**Stated exercise**
Return every line of the data that contains the string "brick".
>> Start Record list
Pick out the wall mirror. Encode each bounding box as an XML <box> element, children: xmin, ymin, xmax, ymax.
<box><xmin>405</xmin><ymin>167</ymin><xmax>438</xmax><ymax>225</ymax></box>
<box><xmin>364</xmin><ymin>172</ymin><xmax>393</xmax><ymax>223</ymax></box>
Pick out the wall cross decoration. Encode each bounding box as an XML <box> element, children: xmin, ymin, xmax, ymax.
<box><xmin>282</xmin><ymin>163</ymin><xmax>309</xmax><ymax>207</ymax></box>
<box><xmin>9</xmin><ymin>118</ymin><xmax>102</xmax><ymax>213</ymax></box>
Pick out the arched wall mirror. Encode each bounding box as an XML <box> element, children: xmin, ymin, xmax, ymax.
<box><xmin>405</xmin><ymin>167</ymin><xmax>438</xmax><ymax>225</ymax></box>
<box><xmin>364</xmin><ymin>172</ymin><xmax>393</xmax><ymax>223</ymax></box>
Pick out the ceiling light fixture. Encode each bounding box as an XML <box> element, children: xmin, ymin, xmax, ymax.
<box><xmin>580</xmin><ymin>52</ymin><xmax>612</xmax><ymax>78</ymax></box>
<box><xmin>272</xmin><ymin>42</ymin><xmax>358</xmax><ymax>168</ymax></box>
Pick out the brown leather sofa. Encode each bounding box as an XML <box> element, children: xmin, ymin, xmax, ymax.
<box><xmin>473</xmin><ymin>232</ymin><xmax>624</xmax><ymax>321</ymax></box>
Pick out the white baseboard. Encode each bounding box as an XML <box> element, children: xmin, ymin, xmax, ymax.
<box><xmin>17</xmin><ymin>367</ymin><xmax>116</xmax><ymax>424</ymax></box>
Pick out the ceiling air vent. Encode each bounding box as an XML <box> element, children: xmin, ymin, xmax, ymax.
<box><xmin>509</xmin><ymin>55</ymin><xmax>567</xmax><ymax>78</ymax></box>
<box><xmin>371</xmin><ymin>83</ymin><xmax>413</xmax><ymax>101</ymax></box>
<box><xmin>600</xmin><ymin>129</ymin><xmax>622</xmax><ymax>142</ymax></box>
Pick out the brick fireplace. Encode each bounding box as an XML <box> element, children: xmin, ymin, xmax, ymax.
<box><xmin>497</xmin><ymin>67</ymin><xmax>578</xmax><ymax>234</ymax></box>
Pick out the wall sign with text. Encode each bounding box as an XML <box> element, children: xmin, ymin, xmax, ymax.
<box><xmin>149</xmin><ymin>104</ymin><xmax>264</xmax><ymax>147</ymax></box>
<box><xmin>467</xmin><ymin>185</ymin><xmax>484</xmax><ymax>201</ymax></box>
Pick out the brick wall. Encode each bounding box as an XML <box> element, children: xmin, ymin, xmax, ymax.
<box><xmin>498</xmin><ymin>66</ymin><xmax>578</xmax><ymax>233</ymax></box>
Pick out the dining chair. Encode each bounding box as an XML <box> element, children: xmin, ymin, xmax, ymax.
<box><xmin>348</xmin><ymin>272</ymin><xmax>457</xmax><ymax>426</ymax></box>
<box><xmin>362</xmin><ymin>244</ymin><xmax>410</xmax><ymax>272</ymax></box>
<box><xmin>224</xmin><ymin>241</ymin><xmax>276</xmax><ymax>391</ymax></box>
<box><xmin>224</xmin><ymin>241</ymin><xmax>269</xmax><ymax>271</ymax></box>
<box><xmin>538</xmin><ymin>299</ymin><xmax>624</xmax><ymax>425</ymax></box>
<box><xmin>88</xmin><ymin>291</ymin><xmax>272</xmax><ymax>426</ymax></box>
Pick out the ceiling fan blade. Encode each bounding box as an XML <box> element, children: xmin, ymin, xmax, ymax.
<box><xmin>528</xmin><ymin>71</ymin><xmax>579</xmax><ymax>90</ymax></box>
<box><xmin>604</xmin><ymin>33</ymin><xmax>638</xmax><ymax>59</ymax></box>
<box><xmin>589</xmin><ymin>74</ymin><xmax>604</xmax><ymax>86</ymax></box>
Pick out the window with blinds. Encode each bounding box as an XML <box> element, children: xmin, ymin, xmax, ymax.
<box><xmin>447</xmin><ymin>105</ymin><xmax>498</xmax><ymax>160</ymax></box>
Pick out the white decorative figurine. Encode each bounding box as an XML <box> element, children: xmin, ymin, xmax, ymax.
>> End Record list
**Response to this task**
Pick out the brick fireplace. Encode each bounding box as an XML <box> element, children: xmin, ymin, xmax, ymax.
Pick out the brick wall. Encode each bounding box as an XML <box> element, children: xmin, ymin, xmax, ymax.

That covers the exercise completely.